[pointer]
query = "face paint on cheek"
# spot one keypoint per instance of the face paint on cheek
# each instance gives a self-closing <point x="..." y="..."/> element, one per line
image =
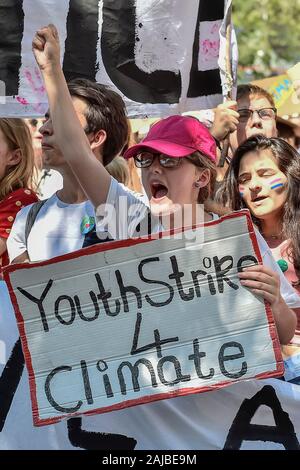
<point x="241" y="190"/>
<point x="276" y="183"/>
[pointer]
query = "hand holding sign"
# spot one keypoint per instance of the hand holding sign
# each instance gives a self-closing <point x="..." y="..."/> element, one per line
<point x="226" y="120"/>
<point x="46" y="49"/>
<point x="294" y="75"/>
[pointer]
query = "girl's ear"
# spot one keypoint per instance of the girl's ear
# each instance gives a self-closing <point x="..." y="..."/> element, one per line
<point x="203" y="178"/>
<point x="14" y="158"/>
<point x="98" y="139"/>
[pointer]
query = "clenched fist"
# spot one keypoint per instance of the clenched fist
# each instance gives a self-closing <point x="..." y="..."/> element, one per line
<point x="46" y="49"/>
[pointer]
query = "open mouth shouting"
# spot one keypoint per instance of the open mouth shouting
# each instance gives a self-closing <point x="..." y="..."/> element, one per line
<point x="158" y="190"/>
<point x="259" y="200"/>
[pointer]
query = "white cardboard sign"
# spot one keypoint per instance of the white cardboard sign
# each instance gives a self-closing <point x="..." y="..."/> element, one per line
<point x="130" y="322"/>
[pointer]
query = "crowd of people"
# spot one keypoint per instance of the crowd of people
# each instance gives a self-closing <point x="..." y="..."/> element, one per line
<point x="85" y="137"/>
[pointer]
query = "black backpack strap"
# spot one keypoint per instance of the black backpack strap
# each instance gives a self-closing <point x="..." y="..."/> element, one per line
<point x="31" y="216"/>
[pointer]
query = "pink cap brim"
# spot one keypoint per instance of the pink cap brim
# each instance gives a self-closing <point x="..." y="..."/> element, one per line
<point x="168" y="148"/>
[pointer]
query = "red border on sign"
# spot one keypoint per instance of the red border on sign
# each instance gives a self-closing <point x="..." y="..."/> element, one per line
<point x="124" y="244"/>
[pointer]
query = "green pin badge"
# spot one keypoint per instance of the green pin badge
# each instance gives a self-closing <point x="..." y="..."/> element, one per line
<point x="283" y="265"/>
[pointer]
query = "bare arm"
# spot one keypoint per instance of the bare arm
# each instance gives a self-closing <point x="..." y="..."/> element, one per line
<point x="264" y="282"/>
<point x="23" y="258"/>
<point x="71" y="139"/>
<point x="2" y="246"/>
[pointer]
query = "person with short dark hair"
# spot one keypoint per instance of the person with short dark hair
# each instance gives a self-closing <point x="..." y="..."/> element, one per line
<point x="66" y="221"/>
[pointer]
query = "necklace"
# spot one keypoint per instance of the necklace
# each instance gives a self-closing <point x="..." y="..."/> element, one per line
<point x="278" y="236"/>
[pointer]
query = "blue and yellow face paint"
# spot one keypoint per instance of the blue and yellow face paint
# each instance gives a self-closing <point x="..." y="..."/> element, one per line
<point x="276" y="183"/>
<point x="241" y="190"/>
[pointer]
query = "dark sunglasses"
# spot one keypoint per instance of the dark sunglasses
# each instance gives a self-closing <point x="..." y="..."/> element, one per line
<point x="145" y="159"/>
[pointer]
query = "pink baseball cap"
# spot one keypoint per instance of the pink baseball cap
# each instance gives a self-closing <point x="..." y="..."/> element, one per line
<point x="177" y="136"/>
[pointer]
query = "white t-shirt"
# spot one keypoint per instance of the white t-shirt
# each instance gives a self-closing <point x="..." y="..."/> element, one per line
<point x="50" y="182"/>
<point x="59" y="228"/>
<point x="124" y="206"/>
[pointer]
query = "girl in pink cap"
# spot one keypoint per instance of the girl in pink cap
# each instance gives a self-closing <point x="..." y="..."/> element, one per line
<point x="177" y="159"/>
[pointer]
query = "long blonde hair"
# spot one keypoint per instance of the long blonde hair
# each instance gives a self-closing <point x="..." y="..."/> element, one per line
<point x="17" y="136"/>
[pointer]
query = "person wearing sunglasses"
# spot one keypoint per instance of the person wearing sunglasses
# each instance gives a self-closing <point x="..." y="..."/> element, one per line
<point x="257" y="114"/>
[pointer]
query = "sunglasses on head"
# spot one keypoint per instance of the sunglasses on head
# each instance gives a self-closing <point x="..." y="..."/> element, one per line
<point x="145" y="159"/>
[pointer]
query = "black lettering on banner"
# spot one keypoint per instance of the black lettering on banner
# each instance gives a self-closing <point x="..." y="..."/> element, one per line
<point x="58" y="301"/>
<point x="242" y="429"/>
<point x="177" y="368"/>
<point x="95" y="440"/>
<point x="117" y="47"/>
<point x="177" y="275"/>
<point x="151" y="281"/>
<point x="196" y="357"/>
<point x="49" y="396"/>
<point x="12" y="29"/>
<point x="220" y="272"/>
<point x="79" y="309"/>
<point x="80" y="59"/>
<point x="86" y="383"/>
<point x="9" y="381"/>
<point x="39" y="302"/>
<point x="208" y="82"/>
<point x="102" y="367"/>
<point x="124" y="291"/>
<point x="104" y="296"/>
<point x="157" y="341"/>
<point x="232" y="357"/>
<point x="195" y="275"/>
<point x="134" y="370"/>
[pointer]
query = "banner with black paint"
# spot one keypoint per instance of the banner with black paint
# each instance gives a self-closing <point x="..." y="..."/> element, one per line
<point x="142" y="320"/>
<point x="164" y="57"/>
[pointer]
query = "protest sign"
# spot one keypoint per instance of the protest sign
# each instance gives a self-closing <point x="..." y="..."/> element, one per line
<point x="163" y="57"/>
<point x="132" y="322"/>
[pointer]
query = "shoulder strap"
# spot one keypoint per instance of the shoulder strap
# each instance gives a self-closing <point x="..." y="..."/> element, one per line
<point x="31" y="216"/>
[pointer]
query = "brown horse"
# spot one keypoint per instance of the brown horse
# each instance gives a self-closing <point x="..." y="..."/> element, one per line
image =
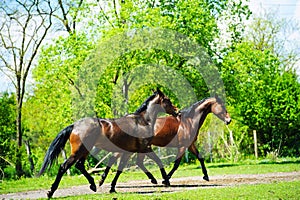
<point x="180" y="132"/>
<point x="128" y="134"/>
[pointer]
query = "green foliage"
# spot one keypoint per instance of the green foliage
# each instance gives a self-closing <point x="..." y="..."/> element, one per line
<point x="265" y="96"/>
<point x="7" y="134"/>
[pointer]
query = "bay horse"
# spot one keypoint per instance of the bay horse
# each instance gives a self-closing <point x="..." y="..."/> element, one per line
<point x="180" y="132"/>
<point x="128" y="134"/>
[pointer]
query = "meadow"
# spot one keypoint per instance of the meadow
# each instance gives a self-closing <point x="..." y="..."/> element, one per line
<point x="273" y="190"/>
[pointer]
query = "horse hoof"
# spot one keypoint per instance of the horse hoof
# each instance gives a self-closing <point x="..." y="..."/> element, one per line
<point x="93" y="187"/>
<point x="112" y="191"/>
<point x="101" y="182"/>
<point x="49" y="194"/>
<point x="206" y="178"/>
<point x="154" y="181"/>
<point x="166" y="183"/>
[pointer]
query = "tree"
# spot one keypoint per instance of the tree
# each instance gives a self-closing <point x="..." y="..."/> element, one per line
<point x="24" y="26"/>
<point x="265" y="96"/>
<point x="7" y="130"/>
<point x="270" y="32"/>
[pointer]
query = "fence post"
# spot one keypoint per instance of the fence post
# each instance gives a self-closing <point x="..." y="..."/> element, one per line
<point x="255" y="143"/>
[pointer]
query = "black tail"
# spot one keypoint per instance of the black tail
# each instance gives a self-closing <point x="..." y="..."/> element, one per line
<point x="55" y="148"/>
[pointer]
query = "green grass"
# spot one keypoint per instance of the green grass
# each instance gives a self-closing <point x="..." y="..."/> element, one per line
<point x="282" y="190"/>
<point x="248" y="167"/>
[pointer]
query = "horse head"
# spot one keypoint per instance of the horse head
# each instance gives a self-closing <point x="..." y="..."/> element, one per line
<point x="165" y="103"/>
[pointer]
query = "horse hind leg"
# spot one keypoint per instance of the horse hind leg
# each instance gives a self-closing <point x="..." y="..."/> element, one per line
<point x="62" y="169"/>
<point x="195" y="151"/>
<point x="177" y="161"/>
<point x="140" y="164"/>
<point x="124" y="159"/>
<point x="80" y="165"/>
<point x="156" y="159"/>
<point x="111" y="161"/>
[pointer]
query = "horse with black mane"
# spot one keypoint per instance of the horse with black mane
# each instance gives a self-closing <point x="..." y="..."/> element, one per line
<point x="128" y="134"/>
<point x="180" y="132"/>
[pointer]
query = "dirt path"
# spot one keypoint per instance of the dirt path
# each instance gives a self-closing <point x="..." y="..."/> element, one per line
<point x="177" y="184"/>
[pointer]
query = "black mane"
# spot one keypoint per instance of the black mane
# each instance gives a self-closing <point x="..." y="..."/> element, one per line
<point x="190" y="109"/>
<point x="144" y="106"/>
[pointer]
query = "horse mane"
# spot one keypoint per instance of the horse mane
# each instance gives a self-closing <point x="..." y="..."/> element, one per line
<point x="144" y="106"/>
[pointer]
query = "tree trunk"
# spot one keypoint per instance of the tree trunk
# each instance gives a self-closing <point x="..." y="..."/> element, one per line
<point x="28" y="149"/>
<point x="19" y="168"/>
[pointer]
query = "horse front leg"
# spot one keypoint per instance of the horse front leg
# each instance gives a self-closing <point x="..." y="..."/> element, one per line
<point x="111" y="161"/>
<point x="80" y="165"/>
<point x="195" y="151"/>
<point x="62" y="169"/>
<point x="124" y="159"/>
<point x="177" y="161"/>
<point x="156" y="159"/>
<point x="140" y="164"/>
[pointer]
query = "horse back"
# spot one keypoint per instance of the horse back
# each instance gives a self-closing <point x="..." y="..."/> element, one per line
<point x="166" y="129"/>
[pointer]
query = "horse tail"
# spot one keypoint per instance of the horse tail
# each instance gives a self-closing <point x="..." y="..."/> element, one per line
<point x="55" y="148"/>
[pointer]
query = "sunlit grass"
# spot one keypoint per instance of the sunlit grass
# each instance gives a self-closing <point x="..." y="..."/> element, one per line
<point x="246" y="167"/>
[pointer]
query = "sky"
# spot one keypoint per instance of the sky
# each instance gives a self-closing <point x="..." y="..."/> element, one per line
<point x="289" y="9"/>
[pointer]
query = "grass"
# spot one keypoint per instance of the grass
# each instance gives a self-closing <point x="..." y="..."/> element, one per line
<point x="282" y="190"/>
<point x="247" y="167"/>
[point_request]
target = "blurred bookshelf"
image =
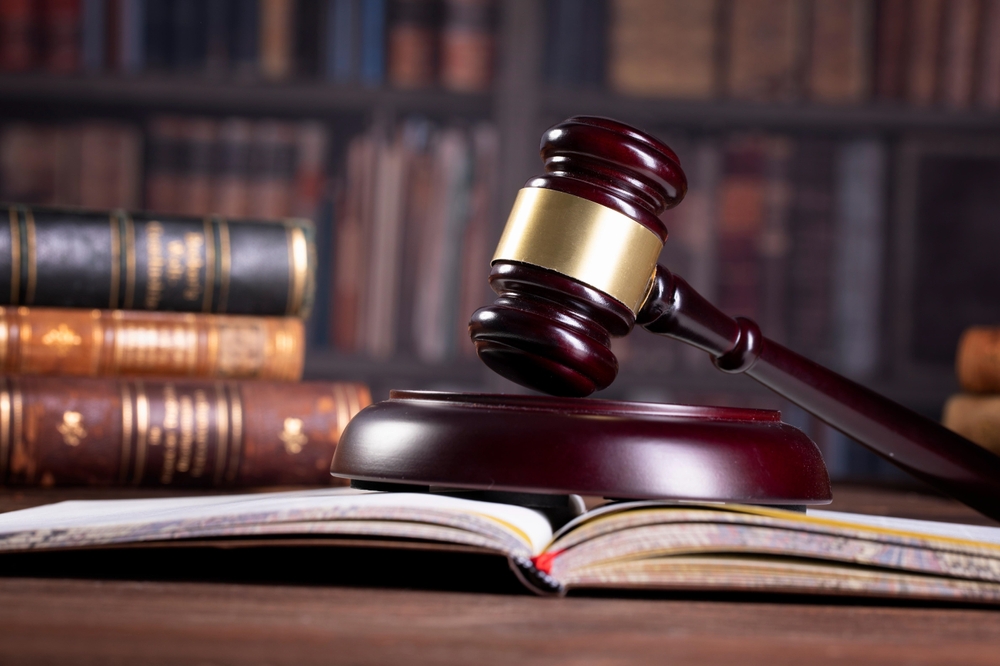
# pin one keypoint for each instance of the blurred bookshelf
(401, 87)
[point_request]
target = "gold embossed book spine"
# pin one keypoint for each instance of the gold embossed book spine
(111, 432)
(75, 342)
(143, 261)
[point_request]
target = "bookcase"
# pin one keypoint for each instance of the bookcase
(521, 103)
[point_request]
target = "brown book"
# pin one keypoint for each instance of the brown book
(277, 20)
(18, 26)
(664, 48)
(840, 46)
(892, 22)
(78, 342)
(977, 362)
(764, 49)
(962, 22)
(975, 417)
(106, 432)
(988, 71)
(467, 45)
(925, 51)
(412, 41)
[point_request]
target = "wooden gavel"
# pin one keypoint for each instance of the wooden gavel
(577, 265)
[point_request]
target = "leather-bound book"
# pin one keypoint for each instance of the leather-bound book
(892, 33)
(412, 37)
(467, 45)
(664, 48)
(987, 84)
(764, 49)
(144, 261)
(61, 21)
(977, 362)
(107, 432)
(839, 60)
(962, 25)
(925, 51)
(76, 342)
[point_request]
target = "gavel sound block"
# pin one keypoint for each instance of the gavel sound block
(576, 265)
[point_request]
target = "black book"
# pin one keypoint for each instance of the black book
(88, 259)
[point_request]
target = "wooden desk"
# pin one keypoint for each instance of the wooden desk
(88, 621)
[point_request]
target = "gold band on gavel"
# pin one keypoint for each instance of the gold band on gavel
(583, 240)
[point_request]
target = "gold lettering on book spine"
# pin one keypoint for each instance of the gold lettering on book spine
(116, 261)
(298, 268)
(126, 433)
(206, 303)
(5, 409)
(15, 256)
(71, 428)
(225, 266)
(222, 432)
(29, 292)
(202, 421)
(142, 429)
(129, 262)
(4, 338)
(236, 412)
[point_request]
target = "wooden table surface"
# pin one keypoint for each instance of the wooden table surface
(81, 621)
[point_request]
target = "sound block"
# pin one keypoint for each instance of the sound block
(560, 446)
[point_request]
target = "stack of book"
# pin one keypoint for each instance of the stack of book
(412, 43)
(975, 413)
(920, 52)
(139, 349)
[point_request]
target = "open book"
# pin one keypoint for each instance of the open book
(627, 545)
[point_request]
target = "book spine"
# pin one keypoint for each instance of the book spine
(109, 432)
(412, 37)
(838, 66)
(925, 51)
(372, 51)
(764, 48)
(276, 25)
(975, 417)
(467, 45)
(962, 23)
(61, 36)
(892, 21)
(988, 80)
(92, 47)
(74, 258)
(82, 343)
(977, 362)
(18, 27)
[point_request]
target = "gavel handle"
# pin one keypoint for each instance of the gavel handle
(916, 444)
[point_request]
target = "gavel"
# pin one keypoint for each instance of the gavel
(577, 265)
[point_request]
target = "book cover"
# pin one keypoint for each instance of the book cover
(77, 342)
(840, 53)
(664, 49)
(620, 547)
(183, 433)
(764, 49)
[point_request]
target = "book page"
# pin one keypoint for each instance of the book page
(510, 529)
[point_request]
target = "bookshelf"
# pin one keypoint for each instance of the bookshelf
(521, 105)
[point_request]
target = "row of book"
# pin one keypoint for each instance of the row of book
(407, 43)
(921, 52)
(141, 349)
(412, 239)
(194, 165)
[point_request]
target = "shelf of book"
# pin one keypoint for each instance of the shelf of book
(735, 114)
(70, 95)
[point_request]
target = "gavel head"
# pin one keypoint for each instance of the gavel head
(577, 257)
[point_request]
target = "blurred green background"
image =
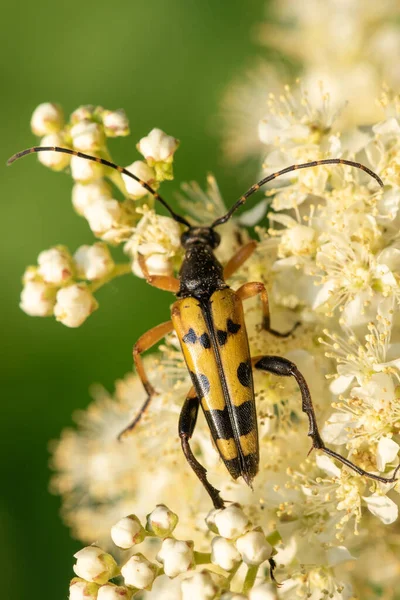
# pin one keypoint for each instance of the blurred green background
(167, 64)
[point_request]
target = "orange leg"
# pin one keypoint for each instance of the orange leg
(249, 290)
(146, 341)
(163, 282)
(239, 258)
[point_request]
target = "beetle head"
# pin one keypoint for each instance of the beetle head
(200, 235)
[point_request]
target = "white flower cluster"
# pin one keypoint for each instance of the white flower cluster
(237, 543)
(348, 45)
(329, 260)
(62, 285)
(55, 286)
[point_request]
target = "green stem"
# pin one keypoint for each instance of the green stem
(250, 578)
(202, 558)
(121, 269)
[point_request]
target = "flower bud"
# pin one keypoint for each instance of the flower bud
(47, 118)
(38, 299)
(93, 564)
(127, 532)
(139, 573)
(224, 554)
(253, 547)
(161, 521)
(87, 137)
(103, 214)
(142, 170)
(210, 520)
(263, 591)
(85, 194)
(176, 556)
(82, 113)
(84, 170)
(157, 264)
(110, 591)
(55, 265)
(74, 304)
(79, 589)
(115, 123)
(199, 586)
(93, 262)
(158, 147)
(54, 160)
(231, 521)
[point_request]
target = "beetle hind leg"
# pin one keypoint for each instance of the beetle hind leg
(285, 368)
(187, 422)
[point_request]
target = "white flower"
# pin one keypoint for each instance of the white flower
(85, 171)
(54, 160)
(231, 521)
(386, 452)
(85, 194)
(138, 572)
(110, 591)
(157, 239)
(382, 507)
(55, 265)
(93, 564)
(38, 299)
(103, 214)
(93, 262)
(157, 146)
(127, 532)
(161, 521)
(253, 547)
(263, 591)
(142, 171)
(79, 589)
(176, 556)
(87, 137)
(224, 554)
(74, 305)
(199, 586)
(115, 123)
(47, 118)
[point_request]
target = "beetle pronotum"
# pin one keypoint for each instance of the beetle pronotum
(208, 319)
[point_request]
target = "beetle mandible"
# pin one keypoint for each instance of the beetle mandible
(209, 322)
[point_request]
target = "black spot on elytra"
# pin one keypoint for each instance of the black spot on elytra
(232, 327)
(204, 383)
(190, 337)
(205, 340)
(244, 374)
(222, 336)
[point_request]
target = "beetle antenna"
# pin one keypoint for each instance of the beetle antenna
(315, 163)
(105, 162)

● **The task**: Report every line of the data that contains the string "leather", copying each one in full.

● **Full answer**:
target = "leather-bound book"
# pin one keypoint for each instance of the leather-bound book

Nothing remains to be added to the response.